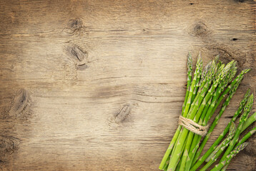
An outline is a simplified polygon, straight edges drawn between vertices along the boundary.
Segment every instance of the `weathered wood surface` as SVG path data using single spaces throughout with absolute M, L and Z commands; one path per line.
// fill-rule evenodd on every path
M 1 168 L 157 170 L 188 51 L 252 68 L 209 147 L 255 93 L 255 11 L 252 1 L 1 0 Z M 228 170 L 256 170 L 255 140 Z

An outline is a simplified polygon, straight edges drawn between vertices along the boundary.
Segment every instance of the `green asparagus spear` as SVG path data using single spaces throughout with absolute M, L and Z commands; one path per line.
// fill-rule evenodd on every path
M 245 142 L 237 147 L 235 148 L 234 150 L 232 150 L 230 154 L 225 156 L 224 160 L 222 162 L 220 162 L 220 163 L 215 167 L 211 170 L 211 171 L 219 171 L 225 165 L 229 164 L 230 162 L 230 160 L 241 150 L 242 150 L 247 145 L 248 145 L 247 142 Z
M 233 150 L 235 144 L 237 142 L 239 135 L 240 135 L 242 129 L 242 125 L 248 117 L 248 114 L 252 108 L 252 103 L 253 103 L 253 93 L 250 96 L 250 98 L 248 99 L 248 101 L 247 101 L 247 103 L 245 107 L 245 109 L 244 109 L 245 112 L 242 114 L 242 115 L 240 117 L 240 123 L 237 126 L 237 129 L 235 132 L 235 136 L 234 136 L 233 139 L 232 140 L 230 144 L 229 145 L 227 150 L 224 153 L 222 157 L 220 159 L 220 162 L 222 162 L 225 160 L 226 156 L 230 153 L 230 152 Z

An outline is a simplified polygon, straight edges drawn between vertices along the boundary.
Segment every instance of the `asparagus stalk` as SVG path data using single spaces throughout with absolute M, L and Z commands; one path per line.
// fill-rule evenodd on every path
M 199 63 L 199 60 L 197 60 L 197 63 Z M 192 56 L 191 53 L 189 53 L 187 55 L 187 91 L 186 91 L 186 95 L 185 95 L 185 100 L 184 101 L 183 105 L 182 105 L 182 115 L 184 115 L 184 108 L 187 105 L 187 98 L 189 97 L 189 93 L 190 93 L 190 89 L 194 89 L 193 88 L 192 88 Z M 195 72 L 197 73 L 197 71 Z M 191 93 L 190 93 L 191 94 Z M 190 95 L 191 96 L 191 95 Z M 164 166 L 166 165 L 166 161 L 167 160 L 167 158 L 169 158 L 169 154 L 172 152 L 172 147 L 176 142 L 177 138 L 178 138 L 179 135 L 179 132 L 182 129 L 182 126 L 179 125 L 178 128 L 177 129 L 175 134 L 174 135 L 174 137 L 172 139 L 171 142 L 169 145 L 169 147 L 167 148 L 167 150 L 166 150 L 166 152 L 162 160 L 162 162 L 160 163 L 160 165 L 159 167 L 159 169 L 160 170 L 163 170 Z
M 222 162 L 220 162 L 218 165 L 215 165 L 215 167 L 211 170 L 211 171 L 219 171 L 225 165 L 229 164 L 231 160 L 241 150 L 242 150 L 247 145 L 247 142 L 245 142 L 232 150 L 230 155 L 225 156 L 225 160 Z
M 209 108 L 209 107 L 210 107 L 210 104 L 211 104 L 212 99 L 212 98 L 208 100 L 208 103 L 207 103 L 206 107 L 204 108 L 203 113 L 207 113 L 207 110 L 208 110 L 208 108 Z M 188 143 L 186 143 L 186 145 L 189 145 Z M 188 149 L 189 149 L 189 147 L 188 147 Z M 185 150 L 184 152 L 184 154 L 183 154 L 182 160 L 182 167 L 179 170 L 179 171 L 184 170 L 185 169 L 186 162 L 187 162 L 187 157 L 189 157 L 189 156 L 188 156 L 188 155 L 189 155 L 189 154 L 188 154 L 188 150 Z
M 185 100 L 184 100 L 183 105 L 182 105 L 182 115 L 184 113 L 184 109 L 185 108 L 187 97 L 189 96 L 189 88 L 191 86 L 191 81 L 192 81 L 192 58 L 191 56 L 191 53 L 189 52 L 187 55 L 187 90 L 186 90 L 186 95 L 185 95 Z
M 235 75 L 235 73 L 236 73 L 236 69 L 234 70 L 234 72 L 232 72 L 232 76 Z M 242 81 L 242 77 L 236 83 L 236 84 L 232 88 L 232 89 L 230 90 L 230 93 L 229 96 L 227 98 L 225 102 L 223 103 L 222 107 L 219 113 L 219 114 L 216 116 L 215 120 L 213 121 L 213 123 L 212 124 L 211 127 L 210 128 L 207 134 L 206 135 L 206 136 L 205 137 L 202 143 L 203 143 L 203 146 L 205 145 L 206 142 L 208 140 L 213 129 L 215 128 L 215 127 L 216 126 L 216 125 L 217 124 L 221 115 L 222 115 L 222 113 L 224 113 L 225 110 L 226 109 L 227 106 L 229 105 L 230 101 L 231 100 L 231 98 L 232 98 L 232 96 L 234 95 L 236 90 L 237 89 L 240 83 L 241 83 Z M 214 108 L 215 106 L 215 104 L 213 103 L 212 105 L 212 106 L 213 106 L 212 108 Z M 214 113 L 215 111 L 212 111 L 212 113 Z M 212 113 L 211 114 L 212 115 Z M 200 123 L 201 124 L 201 123 Z M 201 136 L 196 135 L 194 137 L 194 140 L 191 146 L 191 149 L 189 151 L 189 157 L 186 163 L 186 170 L 189 170 L 189 169 L 190 168 L 190 166 L 192 165 L 192 160 L 194 158 L 194 156 L 196 155 L 196 151 L 199 147 L 199 144 L 201 140 Z M 197 155 L 198 156 L 198 155 Z M 196 156 L 197 157 L 197 156 Z
M 234 86 L 234 85 L 235 85 L 237 83 L 237 82 L 239 82 L 240 80 L 242 80 L 244 75 L 246 73 L 247 73 L 248 71 L 250 71 L 250 69 L 244 70 L 237 76 L 237 78 L 232 81 L 232 83 L 222 93 L 222 95 L 218 99 L 217 105 L 220 103 L 221 100 L 224 98 L 225 95 L 232 88 L 232 87 Z M 241 101 L 238 110 L 236 111 L 233 118 L 232 119 L 232 120 L 233 122 L 236 120 L 237 116 L 242 113 L 244 105 L 247 100 L 249 95 L 250 95 L 250 91 L 247 91 L 247 93 L 245 95 L 244 99 Z M 215 107 L 214 110 L 215 110 L 216 108 L 217 108 L 217 107 Z M 220 142 L 222 140 L 222 138 L 227 134 L 227 133 L 228 132 L 229 128 L 230 127 L 230 125 L 231 125 L 231 121 L 229 123 L 229 124 L 227 125 L 227 126 L 226 127 L 225 130 L 222 132 L 222 133 L 220 134 L 220 135 L 219 136 L 217 140 L 214 142 L 214 144 L 211 146 L 211 147 L 207 150 L 207 152 L 197 162 L 197 160 L 198 160 L 198 158 L 203 150 L 203 147 L 207 142 L 207 140 L 202 141 L 202 143 L 200 145 L 200 147 L 198 148 L 198 150 L 196 152 L 196 155 L 195 155 L 195 158 L 193 159 L 193 162 L 192 162 L 193 167 L 191 170 L 195 170 L 197 168 L 198 168 L 198 167 L 200 165 L 201 165 L 203 163 L 203 162 L 205 160 L 205 159 L 209 156 L 209 155 L 213 151 L 213 150 L 217 147 L 217 145 L 220 143 Z M 196 162 L 197 162 L 197 163 L 196 163 Z
M 214 62 L 212 63 L 214 63 Z M 217 78 L 214 81 L 213 84 L 212 85 L 211 88 L 207 90 L 207 93 L 206 94 L 205 97 L 205 94 L 206 93 L 206 91 L 202 91 L 200 94 L 197 94 L 197 96 L 198 96 L 198 100 L 195 103 L 195 105 L 194 108 L 192 108 L 189 113 L 189 119 L 193 119 L 194 117 L 196 115 L 201 115 L 202 111 L 203 108 L 205 108 L 205 105 L 200 105 L 202 100 L 204 99 L 204 101 L 207 102 L 208 100 L 211 96 L 212 96 L 212 93 L 215 90 L 216 88 L 219 85 L 220 83 L 222 81 L 222 80 L 226 77 L 227 73 L 228 73 L 229 70 L 230 70 L 230 67 L 232 66 L 232 63 L 228 63 L 220 73 L 219 76 L 217 76 Z M 196 98 L 197 99 L 197 97 Z M 199 107 L 199 108 L 198 108 Z M 198 110 L 198 112 L 197 112 Z M 198 123 L 199 120 L 196 120 L 196 123 Z M 189 133 L 189 130 L 186 128 L 184 128 L 182 133 L 182 135 L 180 138 L 178 140 L 179 143 L 177 143 L 177 147 L 175 147 L 175 151 L 174 152 L 174 155 L 172 155 L 171 160 L 169 162 L 168 169 L 167 170 L 174 170 L 177 166 L 177 164 L 179 160 L 180 155 L 182 154 L 181 150 L 182 147 L 184 144 L 184 140 L 186 138 L 187 134 Z
M 253 103 L 253 93 L 249 97 L 248 101 L 244 109 L 245 112 L 242 114 L 242 115 L 240 117 L 240 123 L 237 126 L 237 131 L 235 132 L 235 136 L 232 140 L 231 141 L 230 144 L 229 145 L 227 150 L 224 153 L 222 157 L 220 159 L 220 162 L 222 162 L 225 160 L 225 158 L 227 157 L 228 154 L 230 153 L 230 152 L 233 150 L 235 144 L 237 142 L 239 135 L 240 135 L 242 129 L 242 125 L 248 117 L 248 114 L 252 108 L 252 103 Z
M 255 114 L 256 113 L 255 113 Z M 252 130 L 251 130 L 250 131 L 249 131 L 248 133 L 247 133 L 238 142 L 237 144 L 235 145 L 235 147 L 237 147 L 237 146 L 240 145 L 241 144 L 244 143 L 250 136 L 252 136 L 254 133 L 256 133 L 256 127 L 255 127 Z M 227 168 L 229 164 L 227 164 L 226 165 L 225 165 L 225 167 L 223 167 L 223 168 L 222 169 L 221 171 L 225 171 Z
M 242 133 L 244 132 L 252 123 L 256 120 L 256 113 L 253 113 L 244 123 L 242 128 Z
M 222 153 L 222 152 L 225 150 L 225 148 L 228 146 L 230 142 L 231 142 L 233 136 L 235 133 L 235 125 L 234 123 L 231 124 L 230 133 L 227 138 L 222 141 L 222 142 L 220 145 L 220 147 L 217 148 L 215 151 L 213 152 L 214 155 L 209 160 L 208 162 L 200 170 L 200 171 L 205 171 L 209 167 L 214 163 L 218 157 Z
M 205 126 L 207 125 L 208 120 L 210 120 L 210 118 L 211 118 L 211 116 L 214 113 L 215 110 L 216 110 L 216 108 L 215 108 L 216 107 L 216 103 L 217 103 L 217 105 L 220 104 L 220 103 L 217 103 L 217 100 L 219 98 L 220 95 L 221 94 L 221 93 L 224 90 L 225 87 L 227 86 L 228 83 L 230 81 L 232 81 L 232 79 L 233 78 L 233 77 L 235 76 L 235 73 L 237 72 L 237 68 L 235 67 L 235 64 L 236 64 L 236 63 L 234 62 L 234 61 L 232 61 L 230 63 L 228 63 L 228 65 L 230 65 L 230 70 L 228 71 L 228 73 L 227 74 L 227 76 L 225 77 L 224 81 L 219 85 L 219 86 L 217 87 L 215 93 L 214 93 L 214 95 L 213 95 L 213 98 L 212 98 L 212 102 L 210 104 L 210 106 L 209 109 L 207 109 L 207 113 L 203 113 L 203 114 L 200 116 L 200 121 L 199 121 L 200 125 L 202 125 L 203 126 Z M 234 89 L 235 91 L 237 89 L 237 88 L 238 87 L 240 83 L 240 81 L 238 82 L 236 85 L 235 85 L 234 88 L 232 88 L 232 89 Z M 203 122 L 203 120 L 204 120 L 204 122 Z M 192 132 L 189 133 L 189 135 L 190 134 L 194 135 L 194 133 L 192 133 Z M 189 152 L 189 157 L 187 158 L 187 162 L 186 162 L 186 167 L 185 167 L 185 170 L 187 170 L 187 171 L 188 171 L 189 170 L 190 167 L 191 167 L 191 165 L 192 165 L 193 158 L 195 157 L 195 152 L 196 152 L 196 151 L 197 151 L 197 148 L 199 147 L 199 143 L 200 142 L 201 138 L 202 137 L 200 135 L 195 135 L 194 136 L 194 138 L 192 138 L 192 143 L 191 143 L 192 140 L 188 140 L 187 142 L 187 143 L 191 144 L 190 151 Z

··········

* [Problema]
Ricopia fedelmente le righe dei dati dall'inizio fino alla riga che contiene "M 233 150 L", inclusa. Non riportare le immagini nella risposta.

* [Soluzione]
An outline is a simplified polygon, straight edges drawn between vertices along the boundary.
Segment every instance of the `weathered wood surface` as SVG path data using single spaces throughout with absolute M, L and Z commands; one path per line.
// fill-rule evenodd on every path
M 1 168 L 157 170 L 188 51 L 252 68 L 209 147 L 255 93 L 255 11 L 252 1 L 1 0 Z M 228 170 L 256 170 L 255 140 Z

An outline is a simplified polygon, straight edges drawn between vertices along the boundary.
Segment every instance of the `green asparagus spear` as SVG path data using single spaces throughout with absolute M, L and Z commands; one path per line.
// fill-rule evenodd on every path
M 245 142 L 237 147 L 235 148 L 234 150 L 232 150 L 230 154 L 225 156 L 224 160 L 222 162 L 220 162 L 220 163 L 215 167 L 211 170 L 211 171 L 219 171 L 225 165 L 229 164 L 230 162 L 230 160 L 241 150 L 242 150 L 247 145 L 248 145 L 247 142 Z
M 233 150 L 235 144 L 237 142 L 239 135 L 240 135 L 242 129 L 242 125 L 248 117 L 248 114 L 252 108 L 252 103 L 253 103 L 253 93 L 250 96 L 250 98 L 248 99 L 248 101 L 247 101 L 247 103 L 245 107 L 245 109 L 244 109 L 245 112 L 242 114 L 242 115 L 240 117 L 240 123 L 237 126 L 237 129 L 235 132 L 235 136 L 234 136 L 233 139 L 232 140 L 230 144 L 229 145 L 227 150 L 224 153 L 222 157 L 220 159 L 220 162 L 222 162 L 225 160 L 226 156 L 230 153 L 230 152 Z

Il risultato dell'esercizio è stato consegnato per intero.